> [TASK BRIEF] Pictures aside, write out every record exactly as it appears.

> [RECORDS FOR THE TASK]
= Beginning of Section =
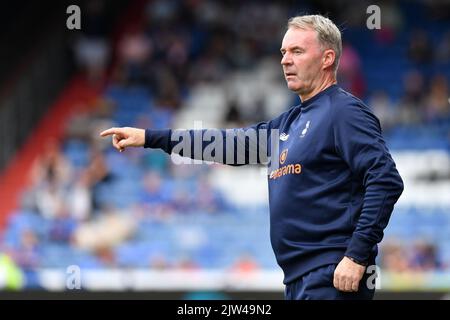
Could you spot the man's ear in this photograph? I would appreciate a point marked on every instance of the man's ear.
(328, 58)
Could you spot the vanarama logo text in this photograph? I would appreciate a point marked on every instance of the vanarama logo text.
(287, 169)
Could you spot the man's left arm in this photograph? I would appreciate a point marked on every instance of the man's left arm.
(359, 141)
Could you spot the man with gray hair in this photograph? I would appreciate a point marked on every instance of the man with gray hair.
(336, 185)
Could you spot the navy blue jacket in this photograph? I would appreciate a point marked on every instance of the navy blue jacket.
(334, 186)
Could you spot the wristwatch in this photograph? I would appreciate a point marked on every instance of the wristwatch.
(361, 263)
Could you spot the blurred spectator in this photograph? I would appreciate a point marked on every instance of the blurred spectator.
(11, 277)
(27, 254)
(391, 22)
(80, 199)
(384, 109)
(394, 257)
(437, 105)
(134, 52)
(350, 76)
(420, 49)
(411, 104)
(245, 263)
(51, 167)
(442, 53)
(424, 257)
(154, 199)
(62, 226)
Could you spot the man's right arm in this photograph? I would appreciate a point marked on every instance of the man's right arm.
(229, 146)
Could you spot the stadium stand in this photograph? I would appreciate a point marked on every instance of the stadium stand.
(181, 62)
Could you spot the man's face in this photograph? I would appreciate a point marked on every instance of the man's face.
(302, 59)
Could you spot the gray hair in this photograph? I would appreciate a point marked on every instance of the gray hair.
(328, 33)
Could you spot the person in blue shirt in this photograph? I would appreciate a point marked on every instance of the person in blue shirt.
(334, 183)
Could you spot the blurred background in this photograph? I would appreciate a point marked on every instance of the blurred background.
(136, 222)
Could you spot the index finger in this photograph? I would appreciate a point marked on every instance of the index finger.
(109, 132)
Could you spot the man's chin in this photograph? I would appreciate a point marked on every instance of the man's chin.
(293, 86)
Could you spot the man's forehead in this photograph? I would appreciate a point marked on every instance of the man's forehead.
(299, 37)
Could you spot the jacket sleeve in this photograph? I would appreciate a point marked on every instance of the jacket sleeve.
(358, 140)
(228, 146)
(250, 145)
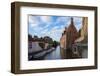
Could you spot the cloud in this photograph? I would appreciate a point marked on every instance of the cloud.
(78, 22)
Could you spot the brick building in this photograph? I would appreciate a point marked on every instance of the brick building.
(69, 35)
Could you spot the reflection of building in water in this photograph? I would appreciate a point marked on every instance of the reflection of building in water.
(80, 45)
(69, 35)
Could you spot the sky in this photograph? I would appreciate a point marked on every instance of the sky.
(52, 26)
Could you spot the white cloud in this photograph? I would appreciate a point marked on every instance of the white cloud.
(33, 21)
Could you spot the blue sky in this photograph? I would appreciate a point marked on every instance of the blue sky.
(51, 26)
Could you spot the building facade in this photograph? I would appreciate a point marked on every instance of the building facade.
(69, 35)
(80, 46)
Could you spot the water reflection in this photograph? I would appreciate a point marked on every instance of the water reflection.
(54, 54)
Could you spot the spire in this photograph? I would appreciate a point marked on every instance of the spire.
(72, 21)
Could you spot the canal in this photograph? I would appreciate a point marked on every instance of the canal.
(54, 54)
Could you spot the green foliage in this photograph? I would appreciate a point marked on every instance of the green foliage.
(42, 45)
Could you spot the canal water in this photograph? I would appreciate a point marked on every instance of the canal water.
(54, 54)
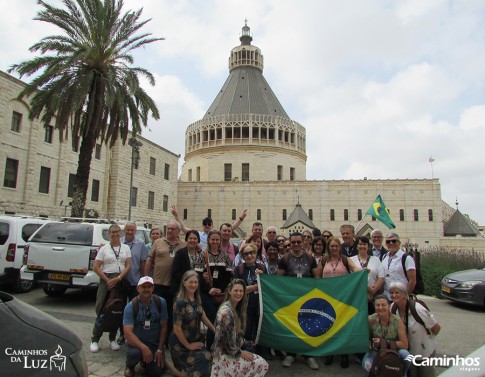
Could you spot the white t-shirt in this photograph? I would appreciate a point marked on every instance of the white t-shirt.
(375, 266)
(113, 258)
(393, 270)
(420, 343)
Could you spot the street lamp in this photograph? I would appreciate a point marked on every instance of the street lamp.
(135, 157)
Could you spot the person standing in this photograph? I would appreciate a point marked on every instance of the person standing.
(155, 234)
(112, 265)
(422, 334)
(160, 259)
(185, 342)
(230, 359)
(139, 255)
(393, 266)
(145, 328)
(349, 248)
(226, 244)
(375, 276)
(298, 263)
(215, 271)
(378, 250)
(207, 225)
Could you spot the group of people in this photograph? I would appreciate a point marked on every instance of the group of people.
(207, 284)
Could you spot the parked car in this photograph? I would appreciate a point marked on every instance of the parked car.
(61, 255)
(15, 231)
(466, 287)
(37, 344)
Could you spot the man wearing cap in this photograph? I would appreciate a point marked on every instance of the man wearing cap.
(378, 250)
(393, 267)
(145, 334)
(349, 247)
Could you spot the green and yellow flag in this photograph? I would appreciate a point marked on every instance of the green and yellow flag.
(379, 210)
(314, 317)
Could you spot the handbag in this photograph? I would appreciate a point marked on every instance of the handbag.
(219, 298)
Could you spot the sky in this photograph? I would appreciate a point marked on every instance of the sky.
(381, 86)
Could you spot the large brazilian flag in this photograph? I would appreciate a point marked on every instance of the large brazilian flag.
(314, 317)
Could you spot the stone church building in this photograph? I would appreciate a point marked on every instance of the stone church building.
(246, 152)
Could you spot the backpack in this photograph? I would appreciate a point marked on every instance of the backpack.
(111, 316)
(419, 287)
(387, 362)
(345, 261)
(412, 307)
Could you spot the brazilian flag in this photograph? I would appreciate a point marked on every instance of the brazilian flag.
(314, 317)
(379, 210)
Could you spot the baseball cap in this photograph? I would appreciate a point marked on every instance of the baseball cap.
(145, 279)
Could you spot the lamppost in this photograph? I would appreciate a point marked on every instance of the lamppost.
(135, 157)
= End of Section =
> [REPLY TO THE TASK]
Could you spot the man's ear in this photograph? I would appreciate a point marked on every instance of the man's ear.
(328, 58)
Could you spot the vanarama logo text in this photograph? I would appreciate a point marked on every instance of the vanarama logo text.
(287, 169)
Could you spot the man's left arm in this photograph? I would appreciate a point marked on every instance of the man's left arm.
(359, 141)
Could you spot the man with gray hair in this photograph? I would appreciate a point marked on every instance of the man with gray hair.
(336, 185)
Could you spot the navy blue jacket in this photograph? I would appreciate a point marked on every instance of the navy blue jacket.
(334, 186)
Could you spot the wristwatch in this photograph? I would appreciate a point marked on every instance of the wristwatch.
(361, 263)
Could you spot the blurred spectator in this photograph? I would appreciate a point marked on every instance of the blurred spectator.
(11, 277)
(27, 254)
(391, 22)
(80, 199)
(384, 109)
(394, 257)
(437, 105)
(134, 52)
(350, 76)
(420, 49)
(411, 104)
(245, 263)
(51, 167)
(442, 53)
(424, 257)
(154, 199)
(62, 226)
Could you spot the man's right arm in this photograph? I would appreciate a point marked on every instance of the man's right arm.
(229, 146)
Could you spot the stadium stand in this photograph? I would appreciate a point marked on every instance of the stadium stand.
(181, 62)
Could you spot the man's face in this photograph? I would appreciate a point marked on every instance of the man's face.
(302, 59)
Could you spot the gray hair in this photograph? I would appreciate a point marked on every instance of the gray hair.
(328, 33)
Could you spot the person in blue shirt in this photograph? I would appreciate a point marked on every instance of the person in blue shirt.
(334, 183)
Could you spot the blurred background in this photograph? I would appreciate a point marked on every instance of the blurred background.
(136, 222)
Could you spot the index finger in this photograph? I would appreciate a point marked on every instance of the index finger.
(109, 132)
Could you spot the man's chin in this photograph? I would appreciate a point marked on every instance of the man's chin.
(293, 86)
Could you spot the man's forehead in this photograph? I would appreciate a point marked on every instance of the man's forehead.
(299, 37)
Could you spot the jacket sleeve in this photograph? I would appreciate a point marked on every instance of the jacket sleeve.
(358, 140)
(228, 146)
(250, 145)
Could you spot the cloud in this photograph? I would appreciate a point marked on every instance of the cloud.
(78, 22)
Could you spot the brick building in this photograph? I would appreciate a point marked on every instance of the brick building.
(69, 35)
Could you spot the reflection of building in water in this photograph? I would appreciate a point marked on every instance of the reflection of building in water.
(80, 45)
(69, 35)
Could you spot the sky in this photograph? I would appreciate a point marked on every instance of the sky.
(52, 26)
Could you spot the white cloud in this photograph? I would appreciate a point marked on every instance of the white cloud.
(33, 21)
Could you spot the blue sky in this photograph? I would appreciate a point marked on every instance of the blue sky.
(51, 26)
Could you spot the building facade in this photograph? I would appreciate a point marked on every instance of the building facade.
(69, 35)
(80, 46)
Could you spot the water reflection in this photograph? I would appreciate a point marked on every instance of the water reflection.
(54, 54)
Could you spot the spire in this photograph? I would appreciate a point marked on every instance of the spire.
(72, 21)
Could you spot the canal in this photograph? I would appreciate a point marked on every instance of the canal.
(54, 54)
Could you spot the green foliage in this photograph? I would appreciate a point marked on every instance of the green foliage.
(42, 45)
Could you spot the canal water in this photograph? I would appreciate a point marked on every instance of the canal water.
(54, 54)
Could you spot the white t-shirt in this photograph? I would appreciate a point marked on every instance of the white t-shirt.
(375, 266)
(113, 258)
(393, 270)
(420, 343)
Could you spot the street lamp in this photograph? I would appreciate a point marked on every instance of the street lamp.
(135, 157)
Could you spot the person standing in this photograph? I would appreciate a point marked on every instance of the person standing.
(155, 234)
(112, 265)
(422, 334)
(160, 259)
(185, 342)
(230, 359)
(139, 255)
(393, 266)
(145, 328)
(349, 248)
(226, 244)
(375, 276)
(298, 263)
(215, 271)
(378, 250)
(207, 225)
Could you spot the group of people in this photograph? I would appreciate a point marked on every instance of the group of people.
(207, 284)
Could you spot the parked car in this photograph? I would appreciate a point marked on every instance of the parked car.
(61, 255)
(15, 231)
(466, 287)
(37, 344)
Could you spot the man wearing cap in this photograph? I would appreciate a point marked on every instance of the man wearing cap.
(378, 250)
(393, 267)
(145, 334)
(349, 247)
Could you spot the green and yellow flag in this photograph? I would appreciate a point marked on every instance of the green and yellow flag.
(379, 210)
(314, 317)
Could you spot the handbag in this photograph? I would appreciate a point marked on every instance of the handbag.
(219, 298)
Could you spot the sky in this photograph? I would appreciate a point marked on every instance of the sky.
(381, 86)
Could you spot the large brazilian flag in this photograph? I would appreciate a point marked on every instance of the large brazilian flag.
(314, 317)
Could you spot the stone church building in this photograph? I would appreciate a point marked on every instance of the stone church building.
(246, 152)
Could you spot the backpack in this photograph? I would appreciate a point marked on every instance of the backpack.
(111, 316)
(419, 287)
(387, 362)
(345, 261)
(412, 307)
Could you spot the brazilian flag in this photograph? I would appreciate a point marked on every instance of the brazilian flag.
(314, 317)
(379, 210)
Could you spot the baseball cap in this photograph? I would appreciate a point marked on every instance of the baseball cap.
(145, 279)
Could you spot the lamppost in this photograph? I would appreciate a point marked on every instance of the lamppost.
(135, 157)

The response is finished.